QUOTED PASSAGE
--------------------------------------------------

Thank you, Kay. You have eloquently expressed the heart of a griever’s innermost vocabulary, when they are honest with themselves. Thankfully though, because Christ is a Healer and His compassions never fail, we need never sorrow hopelessly.

The day following our son’s passing, this was my own post on Facebook:

God blessed Sandy and me with the gift of a lifetime, our son Graham. We were blessed to have our baby boy (our only) for twenty-four fun-filled, amazing, tragic, adventurous, never-a-dull-moment, heart-wrenching, miraculous, painful, sweet, cuddly, hard, eye-opening, jaw-dropping, hand-clapping, sweet-as-pie, soft-as-silk, abrasive-as-sandpaper, thrilling, magical, wonderful years.

Yesterday, he went Home. He’s with Jesus. The war is over. The struggle has ended. Devil, you scoundrel, you wanted to destroy him but God promoted him. You can’t touch him anymore. Can’t. You lose. Gra-Gra is with God now. Praise Jesus, his chains are gone. Amazing, amazing grace.

Hallelujah. Selah.

Psalm 85:2

All THAT makes all THIS worth it.

Remind me to tell you about my recent dream. It’s bona-fide Graham.


13 thoughts on “8:59

  1. Please forgive me, if in my zeal to comfort you, I accomplished the opposite.


    • pasturescott says:

      Sweet friend, you could never have accomplished the opposite! Indeed you – of everyone – have been most sensitive in the face of your own heart rending ‘loss’.


      • pasturescott says:

        As I inferred in the post, while we – thankfully – have not at all seen the kind of insensitivity the dear Warrens have, and have not been asked to “move on”, there were a couple things in her statement that had us nodding our heads. No doubt you could identify with one or two of her sentiments, I’m sure. Us? We’re SO well in Jesus! So comforted by His people! But…not ready to end our mourning season. It’s quite healing, God be praised.


        • I`m wondering how anyone ends the “season”? Any remarks to me that may have been hurtful, have bounced off and been replaced with compassion towards that person who doesn’t truly “know” what they are saying. I’m sorry it hurts her though. And I’m so relieved my efforts at comfort haven’t been hurtful. My heart has, for sure, been hurting with you and cheering you on in this heightened “opportunity” to preach the Kingdom. His Glory springs up and flows out of your sorrow.

--------------------------------------------------

REQUIREMENTS
(1) Can you sum up the passage about Graham's passing in two sentences?
(2) Which hyphenated descriptions built around the word "as" appear in the passage about Graham's passing?
(3) Carry the passage about Graham's passing further, picking up right after its last sentence.

PROVIDED DATA
--------------------------------------------------

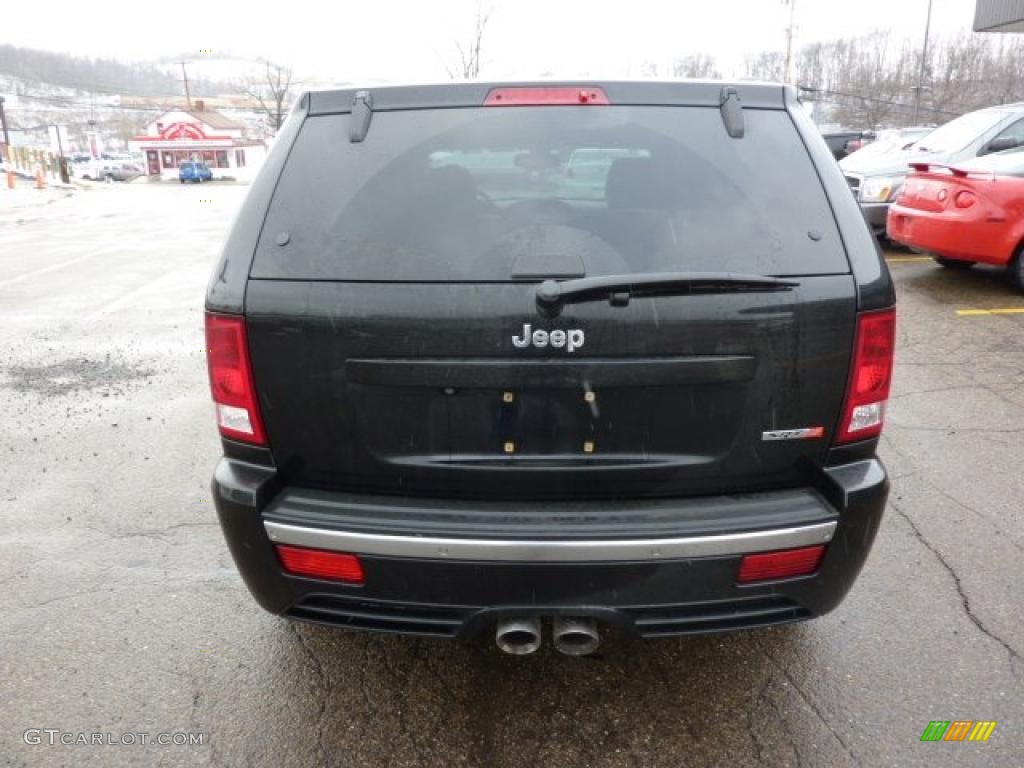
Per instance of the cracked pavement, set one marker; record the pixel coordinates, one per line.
(123, 612)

--------------------------------------------------

RESPONSE LIST
(1) The day after their son Graham died, the writer posted on Facebook that God had blessed Sandy and the writer with him for twenty-four years and that he is now with Jesus and his struggle is over. In the comments, pasturescott tells a friend who feared causing hurt that this could never have happened, and says that although they are comforted, they are not ready to end their mourning season.

(2) sweet-as-pie, soft-as-silk, abrasive-as-sandpaper

(3)
  2. Renee Mattison says:

    I hear you. I feel like you’ve allowed us to sit in the corner of your room to pour out what it is not just to love a child but to say so long to a child, not good-bye. There’s a message of hope here between the tears for the next parent to glean from if and when it happens to them. I have no comments; just feel grateful that you allowed us to hear you. There’s nothing a person can say but listening is profound. Listening and praying for you both.


    • pasturescott says:

      Renee, you are so dear! What a beautiful heart you lay before us! Thank you for just sitting so quietly comforting beside us, holding a box of tissues so too speak, and just listening. Her is healing is beautifully through you. Thank you.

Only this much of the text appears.